§ **Enunciado A**: Reescribe de forma más breve el párrafo de la entrevista que comienza con "Tuve la fortuna de entrevistarla" y conserva sus datos principales.
§ **Enunciado B**: Transcribe literalmente el fragmento de la entrevista que empieza en las palabras "Una pirámide de" y termina después de "mexicanos más pobres.".

§ **Fragmento de lectura**:

◇ ◇ ◇ ◇

Tuve la fortuna de entrevistarla cuando vino, en el año 2000, al Primer Encuentro de Escritores Iberoamericanos, que bajo el lema ‘El amor y la palabra’, organizaron Belisario Betancur y Dalita Navarro para reunir, en un momento estelar e irrepetible, a decenas de escritores traídos de todos los rincones del habla castellana. Aquí están algunos esbozos que retratan a la escritora, a la periodista, y, sobre todo, a la mujer más valiente, sencilla, divertida y dulce que he conocido.
¿Qué le pareció Ciudad de México cuando llegó, en 1942?
Una pirámide de naranjas. En la Segunda Guerra Mundial yo era muy niña, pero recuerdo que nos daban un vasito de agua y la mitad de una naranja para exprimirla allí. En México me encontré con calles atestadas de pirámides amarillas de naranjas que daban un jugo maravilloso. Era como beberse el sol.
¿Aprendió rápidamente el español?
Aprendí un español campesino y decía “nadien” o “vide”. Risa. Me tenían que corregir porque lo aprendí con las nanas que eran pura bondad y estaban llenas de esa ternura que saben dar los mexicanos más pobres.
Usted es de mente abierta y liberal. ¿Le molestó estudiar con monjas?

◇ ◇ ◇ ◇

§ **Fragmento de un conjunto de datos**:
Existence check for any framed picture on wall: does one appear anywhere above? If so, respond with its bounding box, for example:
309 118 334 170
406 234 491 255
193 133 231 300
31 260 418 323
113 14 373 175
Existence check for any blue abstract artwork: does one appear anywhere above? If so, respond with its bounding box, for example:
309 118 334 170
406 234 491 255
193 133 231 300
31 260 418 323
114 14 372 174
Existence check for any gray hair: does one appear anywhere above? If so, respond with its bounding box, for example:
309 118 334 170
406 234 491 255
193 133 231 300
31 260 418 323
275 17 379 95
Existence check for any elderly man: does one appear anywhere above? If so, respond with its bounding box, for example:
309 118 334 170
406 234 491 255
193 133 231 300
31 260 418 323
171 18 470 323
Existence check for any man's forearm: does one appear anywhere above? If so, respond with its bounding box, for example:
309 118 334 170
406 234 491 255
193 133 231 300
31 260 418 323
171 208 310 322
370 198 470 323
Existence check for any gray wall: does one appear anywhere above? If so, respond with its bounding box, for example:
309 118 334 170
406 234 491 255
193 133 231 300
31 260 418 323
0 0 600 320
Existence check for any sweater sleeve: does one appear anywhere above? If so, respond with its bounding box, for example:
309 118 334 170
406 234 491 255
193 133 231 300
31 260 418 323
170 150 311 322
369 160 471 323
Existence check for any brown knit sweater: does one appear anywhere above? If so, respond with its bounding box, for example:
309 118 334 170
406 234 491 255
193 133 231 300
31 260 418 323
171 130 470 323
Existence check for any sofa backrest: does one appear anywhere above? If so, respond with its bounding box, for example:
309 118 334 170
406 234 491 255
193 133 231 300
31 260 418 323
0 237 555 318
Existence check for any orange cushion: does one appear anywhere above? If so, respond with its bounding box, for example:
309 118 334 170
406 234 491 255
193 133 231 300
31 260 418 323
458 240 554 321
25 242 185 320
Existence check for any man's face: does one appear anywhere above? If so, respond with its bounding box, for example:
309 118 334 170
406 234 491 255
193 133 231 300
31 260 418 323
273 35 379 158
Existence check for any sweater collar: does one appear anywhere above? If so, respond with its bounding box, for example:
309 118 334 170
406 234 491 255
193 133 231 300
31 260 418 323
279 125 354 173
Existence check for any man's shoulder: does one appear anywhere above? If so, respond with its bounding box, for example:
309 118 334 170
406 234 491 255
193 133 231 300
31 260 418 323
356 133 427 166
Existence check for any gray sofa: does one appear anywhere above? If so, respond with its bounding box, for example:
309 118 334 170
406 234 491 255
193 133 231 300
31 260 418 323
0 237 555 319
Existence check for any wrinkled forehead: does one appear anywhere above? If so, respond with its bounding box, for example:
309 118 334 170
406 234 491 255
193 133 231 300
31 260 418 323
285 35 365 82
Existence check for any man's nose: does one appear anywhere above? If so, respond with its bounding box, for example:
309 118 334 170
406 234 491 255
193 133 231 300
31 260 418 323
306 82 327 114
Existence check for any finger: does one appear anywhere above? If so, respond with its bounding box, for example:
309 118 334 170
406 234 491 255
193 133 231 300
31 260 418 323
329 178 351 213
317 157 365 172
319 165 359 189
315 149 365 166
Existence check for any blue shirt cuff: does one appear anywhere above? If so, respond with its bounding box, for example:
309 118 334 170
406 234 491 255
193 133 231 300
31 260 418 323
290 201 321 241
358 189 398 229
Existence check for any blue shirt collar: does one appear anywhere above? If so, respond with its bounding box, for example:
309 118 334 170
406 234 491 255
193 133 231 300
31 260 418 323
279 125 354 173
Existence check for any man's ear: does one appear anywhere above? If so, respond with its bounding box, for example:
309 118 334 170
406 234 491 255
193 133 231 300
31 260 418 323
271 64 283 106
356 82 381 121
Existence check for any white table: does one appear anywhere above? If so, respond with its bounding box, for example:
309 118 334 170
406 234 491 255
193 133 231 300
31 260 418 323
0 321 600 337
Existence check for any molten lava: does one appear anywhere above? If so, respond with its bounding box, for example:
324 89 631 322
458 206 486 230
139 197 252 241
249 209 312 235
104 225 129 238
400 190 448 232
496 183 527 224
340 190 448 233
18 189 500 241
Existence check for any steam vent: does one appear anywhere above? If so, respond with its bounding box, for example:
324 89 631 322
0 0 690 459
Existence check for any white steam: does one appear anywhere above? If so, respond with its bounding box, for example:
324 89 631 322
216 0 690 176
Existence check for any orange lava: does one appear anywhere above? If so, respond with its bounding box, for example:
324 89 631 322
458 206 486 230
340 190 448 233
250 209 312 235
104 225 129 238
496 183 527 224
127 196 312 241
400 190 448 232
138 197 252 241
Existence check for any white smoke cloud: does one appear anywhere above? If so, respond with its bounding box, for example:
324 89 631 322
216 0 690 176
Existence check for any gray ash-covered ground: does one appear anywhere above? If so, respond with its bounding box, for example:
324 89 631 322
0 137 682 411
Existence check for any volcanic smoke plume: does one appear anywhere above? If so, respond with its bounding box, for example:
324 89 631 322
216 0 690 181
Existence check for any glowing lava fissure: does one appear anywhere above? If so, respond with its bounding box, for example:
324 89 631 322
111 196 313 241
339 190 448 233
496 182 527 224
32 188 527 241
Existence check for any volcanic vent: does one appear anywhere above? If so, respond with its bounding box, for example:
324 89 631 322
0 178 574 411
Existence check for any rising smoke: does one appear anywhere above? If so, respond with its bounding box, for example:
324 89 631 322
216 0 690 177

◇ ◇ ◇ ◇

§ **Respuesta completa A**: Tuve la fortuna de entrevistarla cuando vino en el año 2000 al Primer Encuentro de Escritores Iberoamericanos. Belisario Betancur y Dalita Navarro lo organizaron bajo el lema ‘El amor y la palabra’ y reunieron a decenas de escritores de todo el mundo de habla castellana. Estos esbozos la retratan como escritora, como periodista y, sobre todo, como la mujer más valiente, sencilla, divertida y dulce que he conocido.

§ **Respuesta completa B**:
Una pirámide de naranjas. En la Segunda Guerra Mundial yo era muy niña, pero recuerdo que nos daban un vasito de agua y la mitad de una naranja para exprimirla allí. En México me encontré con calles atestadas de pirámides amarillas de naranjas que daban un jugo maravilloso. Era como beberse el sol.
¿Aprendió rápidamente el español?
Aprendí un español campesino y decía “nadien” o “vide”. Risa. Me tenían que corregir porque lo aprendí con las nanas que eran pura bondad y estaban llenas de esa ternura que saben dar los mexicanos más pobres.